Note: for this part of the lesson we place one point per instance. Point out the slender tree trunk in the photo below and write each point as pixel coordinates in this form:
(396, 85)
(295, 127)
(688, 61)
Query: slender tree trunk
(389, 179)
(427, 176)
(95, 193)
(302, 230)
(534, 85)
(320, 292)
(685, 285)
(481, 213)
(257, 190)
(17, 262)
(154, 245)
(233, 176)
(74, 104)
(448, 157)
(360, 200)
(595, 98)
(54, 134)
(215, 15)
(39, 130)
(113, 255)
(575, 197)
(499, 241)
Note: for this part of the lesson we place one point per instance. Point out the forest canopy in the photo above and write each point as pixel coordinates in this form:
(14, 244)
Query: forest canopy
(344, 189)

══════

WHAT IS NEEDED =
Print all the data exactly.

RESPONSE BOX =
Note: for this part of the lesson we place one point per instance. Point out the slender tree trunk in the photo below and write each point as pixel coordinates in this form:
(396, 85)
(295, 127)
(688, 61)
Query: slender tree trunk
(389, 179)
(427, 176)
(95, 193)
(302, 230)
(534, 85)
(320, 292)
(685, 285)
(481, 213)
(257, 190)
(17, 262)
(154, 245)
(233, 176)
(74, 104)
(448, 157)
(360, 200)
(595, 98)
(54, 134)
(215, 15)
(39, 130)
(113, 255)
(575, 197)
(499, 241)
Note: for this part of the lesson we place one point per instance. Point out the forest canopy in the photo above and write each point as pixel coordinates in this form:
(14, 244)
Query: forest canopy
(344, 189)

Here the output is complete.